*Extracted material*:
######

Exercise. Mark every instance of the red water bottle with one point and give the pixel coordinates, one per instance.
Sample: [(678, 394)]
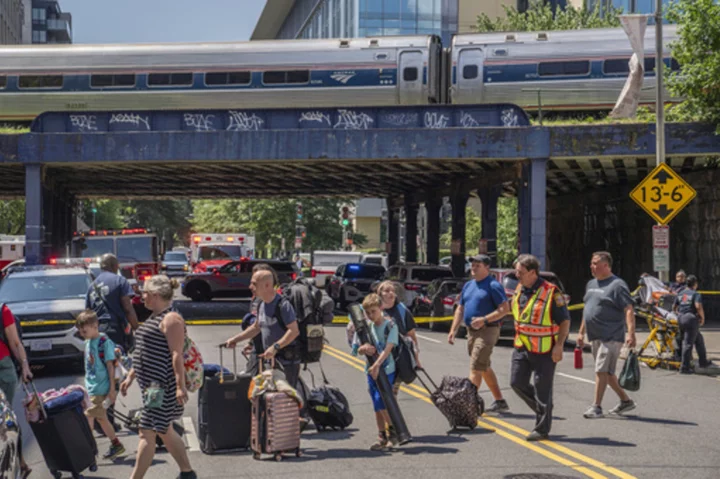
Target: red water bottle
[(578, 358)]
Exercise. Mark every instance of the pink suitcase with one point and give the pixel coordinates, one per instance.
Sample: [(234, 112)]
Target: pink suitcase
[(275, 425)]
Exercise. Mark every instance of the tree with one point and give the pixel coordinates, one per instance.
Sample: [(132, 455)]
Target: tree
[(12, 217), (697, 50), (540, 17)]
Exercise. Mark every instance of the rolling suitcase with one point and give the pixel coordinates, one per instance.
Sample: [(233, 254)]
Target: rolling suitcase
[(224, 410), (64, 435), (457, 399), (275, 424)]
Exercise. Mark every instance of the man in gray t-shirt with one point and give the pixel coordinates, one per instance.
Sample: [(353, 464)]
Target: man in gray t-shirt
[(608, 309)]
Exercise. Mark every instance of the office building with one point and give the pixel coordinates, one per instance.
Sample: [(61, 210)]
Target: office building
[(12, 14), (49, 23)]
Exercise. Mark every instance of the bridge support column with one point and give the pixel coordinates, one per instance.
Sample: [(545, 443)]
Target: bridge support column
[(458, 202), (532, 210), (34, 229), (432, 211), (488, 200), (411, 210), (393, 236)]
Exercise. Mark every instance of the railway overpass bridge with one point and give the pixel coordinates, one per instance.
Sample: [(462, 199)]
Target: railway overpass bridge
[(413, 156)]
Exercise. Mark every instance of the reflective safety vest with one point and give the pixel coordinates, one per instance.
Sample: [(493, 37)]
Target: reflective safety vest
[(534, 328)]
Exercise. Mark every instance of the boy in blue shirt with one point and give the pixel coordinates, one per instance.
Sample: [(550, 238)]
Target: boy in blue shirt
[(385, 337), (99, 377)]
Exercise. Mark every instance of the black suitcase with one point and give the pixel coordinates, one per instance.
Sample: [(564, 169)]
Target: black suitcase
[(65, 439), (224, 411)]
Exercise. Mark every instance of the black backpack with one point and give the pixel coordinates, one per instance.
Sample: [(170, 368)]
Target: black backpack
[(18, 326), (306, 299)]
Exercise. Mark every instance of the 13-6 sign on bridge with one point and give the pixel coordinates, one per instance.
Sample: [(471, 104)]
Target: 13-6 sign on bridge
[(663, 194)]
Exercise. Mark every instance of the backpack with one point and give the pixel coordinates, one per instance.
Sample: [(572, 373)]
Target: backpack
[(307, 301), (18, 326)]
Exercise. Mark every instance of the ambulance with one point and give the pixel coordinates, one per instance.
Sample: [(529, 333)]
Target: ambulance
[(211, 251)]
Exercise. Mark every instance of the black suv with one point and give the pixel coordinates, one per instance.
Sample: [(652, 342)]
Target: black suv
[(352, 282)]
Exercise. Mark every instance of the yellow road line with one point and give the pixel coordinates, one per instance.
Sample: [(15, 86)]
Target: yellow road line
[(357, 362)]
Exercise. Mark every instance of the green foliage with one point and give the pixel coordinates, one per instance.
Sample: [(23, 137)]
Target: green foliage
[(698, 51), (12, 217), (271, 220), (540, 17)]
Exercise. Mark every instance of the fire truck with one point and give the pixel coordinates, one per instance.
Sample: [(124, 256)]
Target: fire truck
[(12, 248), (136, 249), (210, 251)]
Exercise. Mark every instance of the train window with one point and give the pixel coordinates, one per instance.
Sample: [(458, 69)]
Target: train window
[(470, 72), (283, 77), (581, 67), (108, 81), (40, 81), (227, 78), (170, 79), (410, 74)]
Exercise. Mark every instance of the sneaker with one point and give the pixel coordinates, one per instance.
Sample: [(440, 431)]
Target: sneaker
[(380, 444), (623, 407), (114, 451), (593, 412), (498, 406)]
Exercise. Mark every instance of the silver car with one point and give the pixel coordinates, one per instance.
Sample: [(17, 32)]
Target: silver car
[(47, 300)]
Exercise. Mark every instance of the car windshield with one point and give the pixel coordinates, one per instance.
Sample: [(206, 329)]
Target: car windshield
[(175, 256), (134, 248), (43, 288), (92, 247), (426, 274), (364, 271), (209, 253)]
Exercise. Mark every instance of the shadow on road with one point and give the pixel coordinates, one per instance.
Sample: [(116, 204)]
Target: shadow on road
[(592, 441)]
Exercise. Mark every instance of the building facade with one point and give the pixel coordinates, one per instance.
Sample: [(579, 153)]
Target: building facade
[(49, 23), (12, 15)]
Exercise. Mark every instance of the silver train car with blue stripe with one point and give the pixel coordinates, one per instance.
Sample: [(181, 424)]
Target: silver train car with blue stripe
[(574, 70)]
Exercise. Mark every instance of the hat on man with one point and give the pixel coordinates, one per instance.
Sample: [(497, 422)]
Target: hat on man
[(481, 258)]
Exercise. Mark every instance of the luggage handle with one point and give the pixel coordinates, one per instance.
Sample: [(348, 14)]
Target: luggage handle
[(34, 393), (222, 368)]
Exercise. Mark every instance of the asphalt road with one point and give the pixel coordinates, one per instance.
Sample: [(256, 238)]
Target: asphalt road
[(674, 431)]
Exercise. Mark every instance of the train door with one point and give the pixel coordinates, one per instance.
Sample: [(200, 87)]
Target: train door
[(410, 78), (469, 76)]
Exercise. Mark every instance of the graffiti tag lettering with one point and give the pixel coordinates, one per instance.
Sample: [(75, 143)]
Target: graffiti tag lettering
[(241, 121), (84, 122), (352, 120)]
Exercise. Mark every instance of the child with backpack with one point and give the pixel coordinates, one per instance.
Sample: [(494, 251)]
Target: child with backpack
[(99, 377), (385, 337)]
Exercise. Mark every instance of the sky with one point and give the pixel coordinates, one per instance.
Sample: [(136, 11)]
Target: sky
[(140, 21)]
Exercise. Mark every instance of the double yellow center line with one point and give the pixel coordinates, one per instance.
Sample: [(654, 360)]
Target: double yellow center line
[(581, 463)]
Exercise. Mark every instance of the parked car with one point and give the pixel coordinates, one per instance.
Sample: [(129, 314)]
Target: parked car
[(414, 277), (439, 299), (233, 279), (509, 281), (175, 263), (352, 282), (52, 294)]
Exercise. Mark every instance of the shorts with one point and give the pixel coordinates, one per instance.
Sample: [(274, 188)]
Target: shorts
[(606, 354), (481, 343), (378, 404), (96, 410)]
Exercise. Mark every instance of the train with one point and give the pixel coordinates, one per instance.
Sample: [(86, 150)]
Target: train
[(578, 70)]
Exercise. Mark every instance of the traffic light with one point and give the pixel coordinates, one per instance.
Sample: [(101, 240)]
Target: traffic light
[(345, 216)]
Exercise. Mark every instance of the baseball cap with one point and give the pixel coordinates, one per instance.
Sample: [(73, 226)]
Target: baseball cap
[(481, 258)]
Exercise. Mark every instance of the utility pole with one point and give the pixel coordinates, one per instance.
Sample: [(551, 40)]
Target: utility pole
[(659, 100)]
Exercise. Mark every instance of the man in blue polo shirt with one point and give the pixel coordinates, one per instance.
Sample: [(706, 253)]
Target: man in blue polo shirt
[(482, 306)]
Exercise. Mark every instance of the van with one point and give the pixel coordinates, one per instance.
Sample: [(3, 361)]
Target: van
[(325, 263)]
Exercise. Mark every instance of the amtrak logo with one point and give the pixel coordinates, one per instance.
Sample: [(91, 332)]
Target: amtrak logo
[(343, 77)]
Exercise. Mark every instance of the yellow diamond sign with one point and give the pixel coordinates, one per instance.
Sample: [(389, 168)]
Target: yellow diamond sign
[(663, 194)]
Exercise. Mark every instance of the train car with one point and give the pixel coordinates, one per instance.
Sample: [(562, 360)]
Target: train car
[(402, 70), (571, 70)]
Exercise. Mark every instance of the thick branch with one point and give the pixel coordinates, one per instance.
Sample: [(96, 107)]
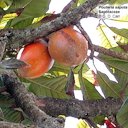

######

Print the lines from the beginning of the records up to and including the line containing "Sample: [(233, 254)]", word for word, with no pictures.

*Result of this task*:
Exercise. Mark every instance of the red water bottle with one point and give the pixel coordinates, one per instance.
Sample: [(678, 394)]
Target: red water bottle
[(578, 358)]
Exercise. Mark every instance of the pink suitcase with one point and give the pixel coordinates, one per instance.
Sample: [(234, 112)]
Target: pink suitcase
[(275, 425)]
Exercise. Mark every instance of the tree with one point and give the pixel coordinates, one per instance.
Sample: [(132, 455)]
Target: tree
[(12, 217), (697, 50), (540, 17)]
Exercise. Mark every instance of the rolling suitcase with one point and give the pixel coordinates, one per instance.
Sample: [(233, 254)]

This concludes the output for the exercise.